§ DATA TO PROCESS:
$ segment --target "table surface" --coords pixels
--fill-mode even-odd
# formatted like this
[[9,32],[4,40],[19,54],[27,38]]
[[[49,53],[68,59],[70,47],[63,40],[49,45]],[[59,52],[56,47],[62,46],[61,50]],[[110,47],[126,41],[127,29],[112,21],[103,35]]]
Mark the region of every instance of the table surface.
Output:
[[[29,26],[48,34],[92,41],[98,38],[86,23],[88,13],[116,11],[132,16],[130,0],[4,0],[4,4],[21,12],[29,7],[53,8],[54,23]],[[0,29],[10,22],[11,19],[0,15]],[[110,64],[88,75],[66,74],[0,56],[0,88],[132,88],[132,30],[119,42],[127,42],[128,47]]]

§ WHAT NEEDS TO BE DONE:
Put the lines above into a JSON list of strings, with one string for each line and no blank lines.

§ THE COMPLETED TASK:
[
  "$ segment --target \"table surface\" --coords pixels",
  "--fill-mode even-odd",
  "# formatted like this",
  "[[9,32],[4,40],[19,54],[27,38]]",
  "[[[49,53],[68,59],[70,47],[63,40],[49,45]],[[59,52],[56,47],[62,46],[61,50]],[[110,47],[126,41],[127,29],[112,21],[103,35]]]",
  "Mark the region of every instance of the table surface.",
  "Output:",
  "[[[29,26],[48,34],[92,41],[98,38],[86,23],[88,13],[116,11],[132,16],[130,0],[4,0],[4,4],[21,12],[29,7],[53,8],[54,23]],[[0,29],[10,22],[11,19],[0,15]],[[110,64],[88,75],[66,74],[0,56],[0,88],[132,88],[132,30],[119,42],[127,42],[128,47]]]"
]